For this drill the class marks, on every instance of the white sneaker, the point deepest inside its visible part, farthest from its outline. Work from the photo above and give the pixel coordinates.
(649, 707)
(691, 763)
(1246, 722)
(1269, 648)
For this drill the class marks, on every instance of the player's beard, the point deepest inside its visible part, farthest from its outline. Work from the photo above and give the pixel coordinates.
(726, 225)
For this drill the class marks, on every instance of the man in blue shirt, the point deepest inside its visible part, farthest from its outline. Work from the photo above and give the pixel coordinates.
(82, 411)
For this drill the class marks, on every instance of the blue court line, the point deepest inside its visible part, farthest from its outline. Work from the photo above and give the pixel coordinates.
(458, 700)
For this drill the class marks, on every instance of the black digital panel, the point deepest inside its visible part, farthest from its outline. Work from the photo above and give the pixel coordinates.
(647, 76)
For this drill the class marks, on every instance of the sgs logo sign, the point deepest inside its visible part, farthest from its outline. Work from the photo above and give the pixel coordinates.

## REQUIREMENTS
Rewrite all of the data above as a numbered list, with one line per item and no blank lines.

## SOLUTION TO THE PROBLEM
1. For this drill the class marks, on every instance of the white sneaker, the point deepest inside its visible part, farthest from its outline. Work from the photo above and give the pixel coordinates.
2. (649, 707)
3. (691, 763)
4. (1246, 722)
5. (1269, 648)
6. For this drill the class marks, on every instance of the player's beard, the point deepest inside its visible part, farthest from its outline. Work from the photo above and give the pixel coordinates.
7. (726, 225)
8. For this drill the class marks, on every instance of the man in blue shirt, the point deepest inside its visible part, farthest from its outline. Work from the photo above and give the pixel coordinates.
9. (82, 411)
10. For this drill the class marks, on every instance of the blue court line, the point deepest inside its visible part, farthest from its outline. Work from the photo above and give the pixel coordinates.
11. (458, 700)
12. For this drill the class marks, on every instance of the black digital panel, the point deepest inside its visible part, farthest from its outline. Work from the photo above and give the pixel coordinates.
13. (647, 76)
14. For this drill the class marks, on every instance of the sgs logo sign, the point deepest inside its visible part, farthest from its outline. Work from the photo above and give the pixel coordinates.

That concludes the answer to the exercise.